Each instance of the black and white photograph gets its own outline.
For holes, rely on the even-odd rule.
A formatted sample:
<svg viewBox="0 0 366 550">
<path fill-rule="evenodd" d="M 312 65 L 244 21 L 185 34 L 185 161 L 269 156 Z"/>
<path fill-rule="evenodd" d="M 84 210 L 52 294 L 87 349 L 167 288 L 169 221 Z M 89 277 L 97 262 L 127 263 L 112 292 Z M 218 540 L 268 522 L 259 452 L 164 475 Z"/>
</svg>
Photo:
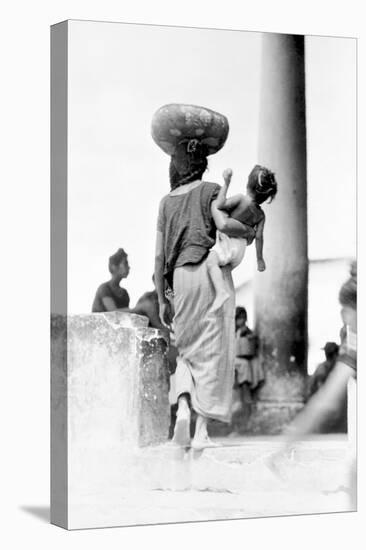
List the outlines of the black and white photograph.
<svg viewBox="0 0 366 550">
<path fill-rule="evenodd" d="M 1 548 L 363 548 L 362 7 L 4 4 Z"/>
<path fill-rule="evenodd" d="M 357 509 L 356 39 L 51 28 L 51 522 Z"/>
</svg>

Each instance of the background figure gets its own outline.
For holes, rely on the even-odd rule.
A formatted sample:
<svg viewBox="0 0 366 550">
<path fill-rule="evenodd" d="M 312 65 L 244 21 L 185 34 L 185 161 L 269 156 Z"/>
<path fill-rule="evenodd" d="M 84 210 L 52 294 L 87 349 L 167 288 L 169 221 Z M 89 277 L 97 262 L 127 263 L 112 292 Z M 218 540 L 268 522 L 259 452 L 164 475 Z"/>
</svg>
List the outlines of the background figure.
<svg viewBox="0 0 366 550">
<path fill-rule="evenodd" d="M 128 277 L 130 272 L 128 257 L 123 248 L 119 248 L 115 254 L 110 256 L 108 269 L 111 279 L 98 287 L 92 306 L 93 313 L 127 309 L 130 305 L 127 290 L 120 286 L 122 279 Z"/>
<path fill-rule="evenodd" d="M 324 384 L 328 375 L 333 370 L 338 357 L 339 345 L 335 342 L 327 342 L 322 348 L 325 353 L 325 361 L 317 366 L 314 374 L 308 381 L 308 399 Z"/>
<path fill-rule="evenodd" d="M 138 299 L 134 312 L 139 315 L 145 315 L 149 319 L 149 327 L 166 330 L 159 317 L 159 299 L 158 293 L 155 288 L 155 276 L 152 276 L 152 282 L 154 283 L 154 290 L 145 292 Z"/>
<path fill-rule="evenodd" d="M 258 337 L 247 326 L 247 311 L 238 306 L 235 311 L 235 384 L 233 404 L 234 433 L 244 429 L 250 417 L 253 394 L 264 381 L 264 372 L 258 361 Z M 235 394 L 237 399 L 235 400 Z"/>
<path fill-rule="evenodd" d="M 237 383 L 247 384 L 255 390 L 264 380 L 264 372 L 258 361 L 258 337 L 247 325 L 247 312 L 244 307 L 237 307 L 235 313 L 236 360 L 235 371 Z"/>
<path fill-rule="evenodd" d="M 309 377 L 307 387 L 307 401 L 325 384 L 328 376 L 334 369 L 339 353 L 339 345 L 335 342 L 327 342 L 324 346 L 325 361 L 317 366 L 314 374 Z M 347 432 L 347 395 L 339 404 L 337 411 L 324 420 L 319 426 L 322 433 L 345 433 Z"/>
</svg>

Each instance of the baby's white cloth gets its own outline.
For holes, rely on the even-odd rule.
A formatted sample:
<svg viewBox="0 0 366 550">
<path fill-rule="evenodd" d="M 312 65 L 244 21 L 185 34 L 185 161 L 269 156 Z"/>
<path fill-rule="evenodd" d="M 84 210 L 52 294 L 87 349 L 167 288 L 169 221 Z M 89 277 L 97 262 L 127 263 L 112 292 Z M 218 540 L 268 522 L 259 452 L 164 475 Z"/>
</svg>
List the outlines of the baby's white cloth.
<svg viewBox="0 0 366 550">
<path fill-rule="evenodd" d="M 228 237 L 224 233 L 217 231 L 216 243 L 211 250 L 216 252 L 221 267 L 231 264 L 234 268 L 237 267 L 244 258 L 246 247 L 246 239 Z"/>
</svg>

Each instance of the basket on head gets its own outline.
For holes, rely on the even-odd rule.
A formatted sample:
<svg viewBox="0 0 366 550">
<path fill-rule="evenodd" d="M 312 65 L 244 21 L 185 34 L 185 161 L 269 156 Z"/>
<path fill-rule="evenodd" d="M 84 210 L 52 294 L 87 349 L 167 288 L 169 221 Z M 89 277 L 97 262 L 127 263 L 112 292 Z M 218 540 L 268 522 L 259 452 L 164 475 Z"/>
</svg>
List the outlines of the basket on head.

_To do_
Return the listing unchanged, but drop every picture.

_Task result_
Each instance of the black and white photograph gets its own outline.
For holes, rely on the even-odd rule.
A formatted sample:
<svg viewBox="0 0 366 550">
<path fill-rule="evenodd" d="M 312 65 L 244 21 L 185 34 L 185 161 L 269 156 Z"/>
<path fill-rule="evenodd" d="M 84 210 L 52 294 L 87 349 L 167 288 L 169 221 Z M 89 277 L 97 262 L 127 263 L 112 292 Z M 218 540 L 268 522 L 259 452 L 164 475 Z"/>
</svg>
Photo:
List the outlines of the black and white photograph.
<svg viewBox="0 0 366 550">
<path fill-rule="evenodd" d="M 1 548 L 363 548 L 362 7 L 4 4 Z"/>
<path fill-rule="evenodd" d="M 357 509 L 356 39 L 51 28 L 51 522 Z"/>
</svg>

Each instance of the background figure gets its own outline.
For holes, rely on the even-odd rule.
A formatted sample:
<svg viewBox="0 0 366 550">
<path fill-rule="evenodd" d="M 312 65 L 244 21 L 185 34 L 185 161 L 269 156 Z"/>
<path fill-rule="evenodd" d="M 84 210 L 52 294 L 87 349 L 167 288 L 169 221 Z M 89 277 L 97 262 L 127 263 L 112 292 Z M 218 540 L 268 522 L 259 452 L 164 475 Z"/>
</svg>
List the outlines of the background figure.
<svg viewBox="0 0 366 550">
<path fill-rule="evenodd" d="M 128 277 L 130 272 L 128 257 L 123 248 L 119 248 L 115 254 L 110 256 L 108 269 L 111 279 L 98 287 L 92 306 L 93 313 L 127 309 L 130 305 L 127 290 L 120 286 L 122 279 Z"/>
<path fill-rule="evenodd" d="M 324 384 L 328 375 L 333 370 L 338 357 L 339 345 L 335 342 L 327 342 L 322 348 L 325 353 L 325 361 L 317 366 L 314 374 L 308 381 L 308 399 Z"/>
<path fill-rule="evenodd" d="M 138 299 L 134 312 L 139 315 L 145 315 L 149 319 L 149 327 L 166 330 L 159 317 L 159 299 L 158 293 L 155 288 L 155 276 L 152 276 L 152 282 L 154 283 L 154 290 L 145 292 Z"/>
<path fill-rule="evenodd" d="M 258 337 L 247 326 L 247 311 L 238 306 L 235 311 L 235 384 L 233 404 L 234 433 L 244 429 L 250 417 L 253 394 L 264 381 L 264 372 L 258 361 Z M 235 394 L 237 399 L 235 400 Z"/>
<path fill-rule="evenodd" d="M 237 383 L 247 384 L 255 390 L 264 380 L 264 372 L 258 361 L 258 337 L 247 325 L 247 312 L 244 307 L 237 307 L 235 313 L 236 360 L 235 371 Z"/>
<path fill-rule="evenodd" d="M 309 377 L 307 387 L 307 401 L 325 384 L 328 376 L 334 369 L 339 353 L 339 345 L 335 342 L 327 342 L 324 346 L 325 361 L 317 366 L 314 374 Z M 347 432 L 347 395 L 339 404 L 337 411 L 324 420 L 319 426 L 322 433 L 345 433 Z"/>
</svg>

Each instance of the baby's white cloth gets its own outline.
For holes, rely on the even-odd rule.
A formatted sample:
<svg viewBox="0 0 366 550">
<path fill-rule="evenodd" d="M 312 65 L 244 21 L 185 34 L 185 161 L 269 156 Z"/>
<path fill-rule="evenodd" d="M 84 210 L 52 294 L 87 349 L 167 288 L 169 221 Z M 89 277 L 97 262 L 127 263 L 112 292 Z M 218 540 L 268 522 L 259 452 L 164 475 Z"/>
</svg>
List the outlines of the baby's white cloth.
<svg viewBox="0 0 366 550">
<path fill-rule="evenodd" d="M 228 237 L 224 233 L 217 231 L 216 243 L 211 250 L 216 252 L 221 267 L 231 264 L 234 268 L 237 267 L 244 258 L 246 247 L 246 239 Z"/>
</svg>

Each instance of the basket on head gets its own outline.
For holes, rely on the even-odd rule.
A formatted sample:
<svg viewBox="0 0 366 550">
<path fill-rule="evenodd" d="M 312 65 L 244 21 L 185 34 L 185 161 L 269 156 Z"/>
<path fill-rule="evenodd" d="M 84 210 L 52 294 L 87 349 L 167 288 L 169 221 Z M 89 277 L 97 262 L 127 263 L 112 292 Z M 218 540 L 268 522 L 259 452 L 164 475 Z"/>
</svg>
List the outlines of the basket on head.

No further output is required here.